→ **Aim of the exercise**
Below are some records. Pull every line that contains the word "mirror".

→ **Given entries**
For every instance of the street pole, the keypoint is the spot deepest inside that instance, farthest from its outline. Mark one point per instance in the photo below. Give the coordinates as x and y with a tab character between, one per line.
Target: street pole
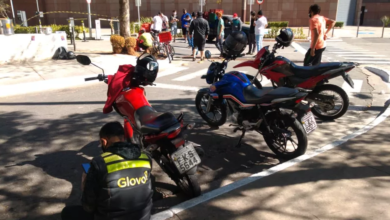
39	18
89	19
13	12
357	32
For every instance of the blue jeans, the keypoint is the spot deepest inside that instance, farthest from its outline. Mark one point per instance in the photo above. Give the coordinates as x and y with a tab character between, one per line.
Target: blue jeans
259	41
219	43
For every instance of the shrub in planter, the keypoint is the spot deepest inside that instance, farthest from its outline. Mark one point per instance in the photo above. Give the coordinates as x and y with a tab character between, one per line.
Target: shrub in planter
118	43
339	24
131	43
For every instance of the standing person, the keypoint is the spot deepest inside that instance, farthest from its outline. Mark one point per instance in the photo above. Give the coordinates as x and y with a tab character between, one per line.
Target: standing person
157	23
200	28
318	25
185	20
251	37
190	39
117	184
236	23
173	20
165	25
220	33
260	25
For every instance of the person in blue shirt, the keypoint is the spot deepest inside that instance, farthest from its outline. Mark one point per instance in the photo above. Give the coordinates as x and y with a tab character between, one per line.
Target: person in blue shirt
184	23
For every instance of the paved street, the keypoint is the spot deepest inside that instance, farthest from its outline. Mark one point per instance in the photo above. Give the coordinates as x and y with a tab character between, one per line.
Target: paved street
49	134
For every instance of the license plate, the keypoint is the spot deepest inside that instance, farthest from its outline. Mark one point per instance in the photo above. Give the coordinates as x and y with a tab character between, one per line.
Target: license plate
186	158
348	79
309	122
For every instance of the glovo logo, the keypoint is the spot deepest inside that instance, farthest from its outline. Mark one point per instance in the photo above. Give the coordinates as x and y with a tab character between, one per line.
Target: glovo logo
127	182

--

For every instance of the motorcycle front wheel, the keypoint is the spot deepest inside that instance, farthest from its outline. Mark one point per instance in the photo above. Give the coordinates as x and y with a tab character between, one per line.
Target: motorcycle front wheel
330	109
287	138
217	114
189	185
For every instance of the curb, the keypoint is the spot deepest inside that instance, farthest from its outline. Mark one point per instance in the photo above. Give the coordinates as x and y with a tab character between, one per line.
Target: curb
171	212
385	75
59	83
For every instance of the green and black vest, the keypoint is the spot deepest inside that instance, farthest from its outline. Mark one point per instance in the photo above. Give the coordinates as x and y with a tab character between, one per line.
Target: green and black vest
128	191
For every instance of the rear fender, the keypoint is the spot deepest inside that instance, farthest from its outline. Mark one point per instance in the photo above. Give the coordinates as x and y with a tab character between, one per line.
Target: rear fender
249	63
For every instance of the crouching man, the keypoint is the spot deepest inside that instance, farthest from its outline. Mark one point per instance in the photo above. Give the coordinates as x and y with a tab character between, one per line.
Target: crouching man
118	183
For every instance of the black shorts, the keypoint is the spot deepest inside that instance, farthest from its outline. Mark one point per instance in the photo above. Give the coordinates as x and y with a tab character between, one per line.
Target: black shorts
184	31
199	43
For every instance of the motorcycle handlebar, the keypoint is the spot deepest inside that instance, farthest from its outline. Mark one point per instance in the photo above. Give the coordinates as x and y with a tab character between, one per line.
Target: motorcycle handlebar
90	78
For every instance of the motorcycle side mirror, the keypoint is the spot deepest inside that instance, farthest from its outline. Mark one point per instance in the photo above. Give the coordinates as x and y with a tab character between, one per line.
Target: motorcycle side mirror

→ **Solved exercise**
For every instance of the motorcycle side mirror, the keypoint is the spot deepest inside that instance, farthest from its outline. Mark one point per instance in the photo above. Give the coordinates as x and y with a tab character between, one per line.
Target: motorcycle side mirror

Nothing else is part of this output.